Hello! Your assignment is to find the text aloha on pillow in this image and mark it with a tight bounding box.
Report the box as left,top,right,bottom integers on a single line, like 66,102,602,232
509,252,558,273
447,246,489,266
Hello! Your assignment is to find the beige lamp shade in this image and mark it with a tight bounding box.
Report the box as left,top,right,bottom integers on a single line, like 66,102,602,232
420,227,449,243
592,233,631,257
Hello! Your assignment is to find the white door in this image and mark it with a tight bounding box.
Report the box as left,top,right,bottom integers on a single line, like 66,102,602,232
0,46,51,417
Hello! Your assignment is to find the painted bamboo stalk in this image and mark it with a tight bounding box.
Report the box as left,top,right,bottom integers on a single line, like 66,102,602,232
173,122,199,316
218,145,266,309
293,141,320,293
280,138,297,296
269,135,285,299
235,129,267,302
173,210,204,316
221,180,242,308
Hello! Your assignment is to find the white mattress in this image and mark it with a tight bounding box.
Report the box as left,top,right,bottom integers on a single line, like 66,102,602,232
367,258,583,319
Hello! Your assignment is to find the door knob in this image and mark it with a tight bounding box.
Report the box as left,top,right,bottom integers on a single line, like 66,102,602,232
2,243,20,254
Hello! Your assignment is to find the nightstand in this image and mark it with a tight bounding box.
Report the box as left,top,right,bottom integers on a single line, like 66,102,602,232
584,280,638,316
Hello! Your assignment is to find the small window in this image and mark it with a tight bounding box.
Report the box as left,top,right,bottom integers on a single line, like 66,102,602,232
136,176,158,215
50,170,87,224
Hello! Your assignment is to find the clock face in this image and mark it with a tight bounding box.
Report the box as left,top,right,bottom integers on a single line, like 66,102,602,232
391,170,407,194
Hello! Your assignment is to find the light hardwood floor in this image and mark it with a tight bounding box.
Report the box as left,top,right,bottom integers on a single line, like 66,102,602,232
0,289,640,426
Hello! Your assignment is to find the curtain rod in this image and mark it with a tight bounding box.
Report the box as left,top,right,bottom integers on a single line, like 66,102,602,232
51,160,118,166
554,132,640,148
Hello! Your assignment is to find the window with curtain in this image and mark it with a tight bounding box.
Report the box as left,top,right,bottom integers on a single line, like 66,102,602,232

──────────

» **WHAT YOU HAVE TO DO**
Reproduce the listing above with "tight bounding box" replaced by "snug bounding box" everywhere it occurs, and change nothing else.

» **EXPECTED ANSWER**
Hello! Your assignment is to find the text aloha on pillow in this image and mark it with a snug bounding box.
Report the box as left,top,right,bottom integers on a single line, like 66,102,602,232
509,252,558,273
447,246,489,266
Hello! Your assignment is to find the beige lamp shade in this image and mark it with a snug bounding box.
Report the box as left,top,right,bottom integers on a single line, like 66,102,602,232
420,227,449,243
592,233,631,257
Hello! Your assignment is to find the white door in this image and mark it with a snug bounding box.
Report the box as left,top,right,bottom integers on a single line, like 66,102,602,232
0,46,51,417
Hello! Your assignment is to find the painted bamboo stalk in this image and mark it with a snug bounding box.
Report the box as left,top,right,bottom integers on a single line, like 66,102,602,232
173,122,199,316
218,145,266,309
293,141,320,293
280,138,297,296
269,135,285,299
235,129,267,302
173,210,204,316
221,180,242,308
Hello! Your assignment is to find the white mattress in this image and mark it with a snug bounding box.
Report the box as left,top,right,bottom integers on a single line, like 66,102,602,232
367,258,583,319
Hello! Your assignment is to find the door knob in this image and mark it with a snug bounding box.
Report the box as left,top,right,bottom integers on a single line, like 66,102,602,232
2,243,20,254
Hello! Your assignment is to find the nightstand in this image and mark it with a snug bounding box.
Report the box as left,top,right,bottom integers on a single line, like 66,102,602,232
584,280,638,316
Hello! Your assignment is to find the small window in this image and mark it with a snug bounding box.
Report the box as left,top,right,bottom integers on a single line, like 66,102,602,232
136,176,158,215
50,170,87,224
Hello! Your assignment is to find the clock face in this image and mark it with a snug bounding box.
Report the box as left,top,right,bottom integers on a single line, like 66,102,602,232
391,170,407,194
Hello! Your assignment is to find the light hardwood floor in this image and mark it with a snug bounding box.
Report the box as left,top,right,bottom integers on a single line, like 66,102,602,232
0,289,640,426
Hello! Your assignment is to find the curtain rod in this image and mark it with a snug bounding box.
Report the box as left,top,right,bottom integers on a single line, like 66,102,602,232
51,160,118,166
554,132,640,148
Hello! Your assignment is to find the window with curtain in this image and mark it with a snug bounding box.
Report the box as left,top,right,bottom integers on a single line, like 66,102,602,232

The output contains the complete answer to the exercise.